**TRY IT:** Locate the line that contains "Target: flower bed". Print it and every subsequent line through the final line of the records, exactly and only those.

Stored data:
★ ★ ★

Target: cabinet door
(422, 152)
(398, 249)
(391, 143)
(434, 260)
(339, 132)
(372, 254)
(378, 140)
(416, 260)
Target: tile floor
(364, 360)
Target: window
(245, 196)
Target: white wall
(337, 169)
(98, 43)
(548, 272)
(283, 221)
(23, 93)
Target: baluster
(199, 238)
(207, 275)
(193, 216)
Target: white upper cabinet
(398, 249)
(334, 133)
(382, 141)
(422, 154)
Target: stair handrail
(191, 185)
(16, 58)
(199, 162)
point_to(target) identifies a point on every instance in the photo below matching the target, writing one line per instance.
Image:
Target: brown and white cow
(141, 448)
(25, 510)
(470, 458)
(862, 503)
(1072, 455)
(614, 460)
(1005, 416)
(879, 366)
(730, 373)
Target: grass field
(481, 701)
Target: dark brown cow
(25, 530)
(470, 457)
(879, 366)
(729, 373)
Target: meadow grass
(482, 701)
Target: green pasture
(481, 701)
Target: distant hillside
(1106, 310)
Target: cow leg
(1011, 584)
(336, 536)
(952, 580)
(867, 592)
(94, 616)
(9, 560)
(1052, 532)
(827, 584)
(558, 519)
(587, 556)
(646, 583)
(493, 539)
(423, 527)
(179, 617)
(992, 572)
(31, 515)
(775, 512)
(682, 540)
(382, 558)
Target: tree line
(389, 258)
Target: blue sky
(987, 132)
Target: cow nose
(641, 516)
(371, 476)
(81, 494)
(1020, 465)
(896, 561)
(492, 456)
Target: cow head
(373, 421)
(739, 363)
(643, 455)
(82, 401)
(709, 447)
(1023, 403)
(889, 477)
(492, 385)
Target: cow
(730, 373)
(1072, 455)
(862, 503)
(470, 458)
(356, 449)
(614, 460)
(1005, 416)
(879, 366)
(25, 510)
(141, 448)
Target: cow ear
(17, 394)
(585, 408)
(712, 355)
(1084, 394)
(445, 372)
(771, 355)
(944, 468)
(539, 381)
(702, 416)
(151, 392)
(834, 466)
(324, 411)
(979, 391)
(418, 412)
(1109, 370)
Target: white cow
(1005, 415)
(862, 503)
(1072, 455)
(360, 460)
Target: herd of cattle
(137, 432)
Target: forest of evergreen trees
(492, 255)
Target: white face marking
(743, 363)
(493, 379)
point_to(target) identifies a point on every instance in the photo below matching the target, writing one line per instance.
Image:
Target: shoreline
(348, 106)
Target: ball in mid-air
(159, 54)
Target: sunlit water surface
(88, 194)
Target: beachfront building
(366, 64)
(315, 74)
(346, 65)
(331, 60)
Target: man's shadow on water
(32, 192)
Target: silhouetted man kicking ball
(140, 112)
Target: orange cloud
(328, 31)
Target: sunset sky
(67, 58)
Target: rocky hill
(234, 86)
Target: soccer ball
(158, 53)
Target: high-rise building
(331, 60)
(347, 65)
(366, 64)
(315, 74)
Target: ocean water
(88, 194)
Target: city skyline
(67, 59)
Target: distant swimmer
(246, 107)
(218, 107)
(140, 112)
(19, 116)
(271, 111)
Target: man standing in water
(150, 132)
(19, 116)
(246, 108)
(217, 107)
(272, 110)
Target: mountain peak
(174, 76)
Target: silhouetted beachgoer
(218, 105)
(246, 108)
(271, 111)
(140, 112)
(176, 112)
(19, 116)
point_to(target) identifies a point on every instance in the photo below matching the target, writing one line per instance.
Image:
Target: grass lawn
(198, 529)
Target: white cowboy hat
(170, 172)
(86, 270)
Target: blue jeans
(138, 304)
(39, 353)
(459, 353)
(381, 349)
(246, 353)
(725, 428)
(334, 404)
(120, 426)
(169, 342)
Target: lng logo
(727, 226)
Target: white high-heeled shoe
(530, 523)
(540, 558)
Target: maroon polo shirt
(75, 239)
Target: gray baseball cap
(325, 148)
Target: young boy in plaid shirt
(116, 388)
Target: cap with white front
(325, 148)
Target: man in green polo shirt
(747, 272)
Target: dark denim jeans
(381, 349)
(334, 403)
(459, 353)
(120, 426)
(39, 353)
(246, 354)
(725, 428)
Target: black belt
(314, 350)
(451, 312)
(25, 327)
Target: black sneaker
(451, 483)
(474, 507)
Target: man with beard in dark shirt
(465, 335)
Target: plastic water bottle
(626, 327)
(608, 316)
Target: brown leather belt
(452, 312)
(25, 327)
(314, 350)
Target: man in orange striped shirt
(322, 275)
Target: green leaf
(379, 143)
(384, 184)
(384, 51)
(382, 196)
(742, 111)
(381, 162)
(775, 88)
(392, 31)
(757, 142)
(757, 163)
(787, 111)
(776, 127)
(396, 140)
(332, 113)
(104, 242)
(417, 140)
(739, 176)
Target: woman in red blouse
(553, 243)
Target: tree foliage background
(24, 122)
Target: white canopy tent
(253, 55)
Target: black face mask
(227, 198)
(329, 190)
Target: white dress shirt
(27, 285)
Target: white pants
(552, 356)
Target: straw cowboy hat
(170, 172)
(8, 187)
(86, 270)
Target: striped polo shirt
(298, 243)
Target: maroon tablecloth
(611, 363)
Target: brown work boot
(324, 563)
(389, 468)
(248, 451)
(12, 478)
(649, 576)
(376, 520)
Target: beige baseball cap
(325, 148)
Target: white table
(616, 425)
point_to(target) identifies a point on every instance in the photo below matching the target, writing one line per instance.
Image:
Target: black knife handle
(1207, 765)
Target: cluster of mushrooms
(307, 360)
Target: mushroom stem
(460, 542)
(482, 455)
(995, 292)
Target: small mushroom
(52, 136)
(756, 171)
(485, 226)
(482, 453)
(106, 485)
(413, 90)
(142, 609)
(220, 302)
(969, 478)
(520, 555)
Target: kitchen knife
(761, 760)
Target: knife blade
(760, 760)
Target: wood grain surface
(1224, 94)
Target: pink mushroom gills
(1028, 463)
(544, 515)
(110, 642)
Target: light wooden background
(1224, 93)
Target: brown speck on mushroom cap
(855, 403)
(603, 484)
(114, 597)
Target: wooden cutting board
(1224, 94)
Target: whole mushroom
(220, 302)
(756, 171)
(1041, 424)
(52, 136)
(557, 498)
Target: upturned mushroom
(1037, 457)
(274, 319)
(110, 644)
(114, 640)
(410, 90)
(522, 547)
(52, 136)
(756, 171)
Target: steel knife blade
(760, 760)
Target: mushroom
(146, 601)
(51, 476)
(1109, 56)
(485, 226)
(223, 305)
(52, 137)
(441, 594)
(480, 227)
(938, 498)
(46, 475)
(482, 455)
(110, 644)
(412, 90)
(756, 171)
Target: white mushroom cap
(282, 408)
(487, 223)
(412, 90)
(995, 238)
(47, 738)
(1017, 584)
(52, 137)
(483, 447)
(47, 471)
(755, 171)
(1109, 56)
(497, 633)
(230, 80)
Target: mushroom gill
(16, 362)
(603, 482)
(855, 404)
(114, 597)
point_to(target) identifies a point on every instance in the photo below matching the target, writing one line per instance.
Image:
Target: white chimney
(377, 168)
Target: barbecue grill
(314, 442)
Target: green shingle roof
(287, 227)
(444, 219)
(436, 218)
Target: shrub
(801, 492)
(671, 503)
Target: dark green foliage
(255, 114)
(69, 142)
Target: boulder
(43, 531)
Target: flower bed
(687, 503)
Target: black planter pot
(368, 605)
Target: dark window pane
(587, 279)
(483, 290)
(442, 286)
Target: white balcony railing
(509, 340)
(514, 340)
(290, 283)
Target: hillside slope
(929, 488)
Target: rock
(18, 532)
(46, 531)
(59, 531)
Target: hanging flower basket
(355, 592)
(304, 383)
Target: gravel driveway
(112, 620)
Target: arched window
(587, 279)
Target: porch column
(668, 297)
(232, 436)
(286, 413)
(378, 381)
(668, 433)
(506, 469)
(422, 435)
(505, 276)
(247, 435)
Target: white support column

★ ★ ★

**REPLY:**
Target: flower bed
(687, 503)
Target: black planter pot
(368, 605)
Target: dark window pane
(587, 279)
(483, 290)
(442, 286)
Target: white balcony railing
(509, 340)
(514, 340)
(290, 283)
Target: hillside slope
(929, 488)
Target: rock
(18, 532)
(46, 531)
(59, 531)
Target: hanging flower basket
(355, 592)
(304, 383)
Target: gravel driveway
(112, 620)
Target: arched window
(587, 279)
Target: porch column
(668, 297)
(232, 436)
(286, 413)
(378, 381)
(668, 433)
(506, 469)
(422, 435)
(505, 276)
(247, 435)
Target: white support column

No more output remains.